▸ **Parts of the exercise**:
#1 Decide whether each statement agrees with the Salma Ahmad Caller profile: (a) She was born in Iraq. (b) She grew up in Egypt. (c) She taught at Pitt Rivers Museum in Oxford. Answer yes or no for each, and quote the words of the profile that settle it.
#2 Retype the part of the Salma Ahmad Caller profile from "Read her autobiographical" to "seeing and being.".
#3 Write what comes next in the Salma Ahmad Caller profile, continuing after its final sentence.

▸ **Source passage**:
----

About

   

 
Salma Ahmad Caller

Salma Ahmad Caller

About Salma

Salma Ahmad Caller was born in Iraq to an Egyptian father and a British mother and grew up in Nigeria and Saudi Arabia. She now lives in the UK. An artist , art historian and writer who is a hybrid of cultures and faiths she is drawn to hybrid and ornamental forms, and to how the body expresses itself in the mind to create an embodied ‘image’. She is particularly interested in the cross-cultural and in mixed-race identities, experiences and embodiment. Her work embraces collage, drawing, watercolour, photography, projection, installation and sound. Salma also writes art theory, poetry and creative non-fiction, with a theoretical background in research on the meanings of ornament in non-Western cultures through frameworks of anthropology of art and cognitive science, with the aim of contributing to the decolonisation of art history and theory and breaking down boundaries and categories that support hegemonic colonial and patriarchal formations.

With a Masters in art history and art theory, and a background in medicine and pharmacology, and several years teaching cross-cultural ways of seeing via non-Western artefacts at Pitt Rivers Museum in Oxford, she now works as an independent artist and teacher. 

Click here for Recent Projects and Media 2020/2021

Instagram:

@salmacaller

Read her autobiographical essay on the intertwining of art and life here:

http://www.3ammagazine.com/3am/muhammad-ali-came-tea-discordia-concors/

Artist Statement:

My art practice has emerged from an immersion in the study of medicine and body sciences for over a decade, in Saudi Arabia and in the UK, and from my cross-cultural experiences and hybrid status as both Egyptian and British. It also emerges from the study of the anthropology of art and the exploration and search for embodied modes of creating, seeing and being.

The lineages of self-taught artists that connect their body\mind to other knowledge formations and experiences are complex and varied. Other fields can then be brought into dialogue with aesthetic and art historical forms, and often disruptive or radical elements are introduced into mainstream discourse. Drawing on these lineages, I use my process to tease out and investigate my own subjective experience of the ways in which cultures and hegemonies create and construct body image and identity and how they also profoundly construct the physical senses of the body, our sensations, carving out what we can or cannot see or feel. How cross-generational trauma and experience is a residue of the body.

----

▸ **Data listing**:
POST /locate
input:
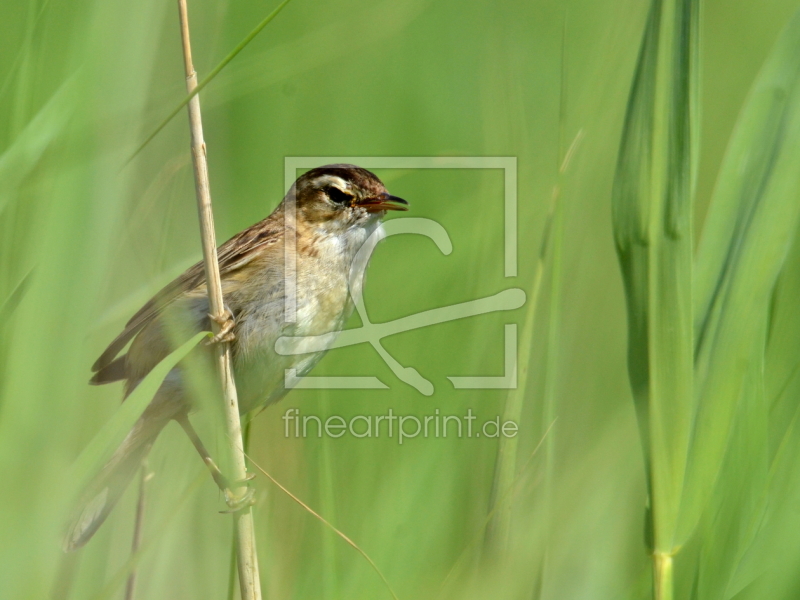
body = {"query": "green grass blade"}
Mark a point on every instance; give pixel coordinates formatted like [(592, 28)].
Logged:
[(208, 78), (652, 218)]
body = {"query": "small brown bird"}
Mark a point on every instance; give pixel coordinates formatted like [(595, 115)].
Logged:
[(329, 213)]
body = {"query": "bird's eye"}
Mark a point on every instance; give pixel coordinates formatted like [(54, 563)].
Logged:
[(338, 196)]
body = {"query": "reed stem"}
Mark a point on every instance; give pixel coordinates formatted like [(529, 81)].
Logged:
[(246, 557)]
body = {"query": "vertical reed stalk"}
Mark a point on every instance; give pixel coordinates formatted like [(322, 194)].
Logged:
[(247, 560)]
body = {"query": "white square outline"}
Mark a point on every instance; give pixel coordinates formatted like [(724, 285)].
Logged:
[(509, 166)]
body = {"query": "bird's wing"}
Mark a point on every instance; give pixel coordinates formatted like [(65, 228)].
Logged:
[(232, 255)]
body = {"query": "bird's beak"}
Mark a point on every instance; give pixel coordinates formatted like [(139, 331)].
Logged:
[(383, 202)]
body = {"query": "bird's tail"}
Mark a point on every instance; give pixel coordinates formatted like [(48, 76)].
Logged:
[(105, 490)]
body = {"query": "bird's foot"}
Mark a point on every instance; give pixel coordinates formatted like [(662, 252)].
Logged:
[(238, 502), (242, 500), (226, 324)]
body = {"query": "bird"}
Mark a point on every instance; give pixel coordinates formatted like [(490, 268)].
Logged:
[(322, 222)]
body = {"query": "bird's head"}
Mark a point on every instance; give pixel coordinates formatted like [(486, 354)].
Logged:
[(342, 196)]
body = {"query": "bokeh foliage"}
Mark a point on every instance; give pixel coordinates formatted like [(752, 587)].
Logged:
[(85, 241)]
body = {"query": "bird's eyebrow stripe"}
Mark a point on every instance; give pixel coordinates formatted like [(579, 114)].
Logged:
[(331, 180)]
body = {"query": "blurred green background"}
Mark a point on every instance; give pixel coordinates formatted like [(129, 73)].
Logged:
[(86, 239)]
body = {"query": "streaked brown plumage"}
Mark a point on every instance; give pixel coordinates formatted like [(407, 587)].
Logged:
[(337, 207)]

----

▸ **Outputs by task**:
#1
(a) Yes: "Salma Ahmad Caller was born in Iraq to an Egyptian father and a British mother"
(b) No: "grew up in Nigeria and Saudi Arabia"
(c) Yes: "several years teaching cross-cultural ways of seeing via non-Western artefacts at Pitt Rivers Museum in Oxford"

#2
Read her autobiographical essay on the intertwining of art and life here:

http://www.3ammagazine.com/3am/muhammad-ali-came-tea-discordia-concors/

Artist Statement:

My art practice has emerged from an immersion in the study of medicine and body sciences for over a decade, in Saudi Arabia and in the UK, and from my cross-cultural experiences and hybrid status as both Egyptian and British. It also emerges from the study of the anthropology of art and the exploration and search for embodied modes of creating, seeing and being.

#3
The significant form in my work is collage, with photography, drawing, text and sound. Collage has both a disruptive and a healing power to bring contradictions and oppositions into intimate conversation. I use physical collages of found materials, old family photographs, colonial representations of Middle Eastern women, contemporary fashion magazine images of women, and personal and inherited objects belonging to my parents. So-called ornament functions in my work to express the visceral, sensational and emotional ways in which we both feel and understand - where body knowledge is inseparable from 'mind'. Teaching cross-cultural ways of seeing and running art workshops have also been a significant part of my practice.

I aim to create an imagery of the narratives of body that have shaped my own body and identity across the profound cultural divides of my upbringing. My art and writing, inseparable from each other, arise from a fault line running through my identity. Egyptian father and English mother. A childhood in Nigeria and youth in Saudi Arabia, current life in the UK. Intense confrontation holds hands with joyful meeting. Across the fault line weaving back and forth are threads and vines. Embroidery is painful, beautiful, vines are binding, bewildering. Scars are the same as embroidery and vines. Ruptures held. Grown from the body.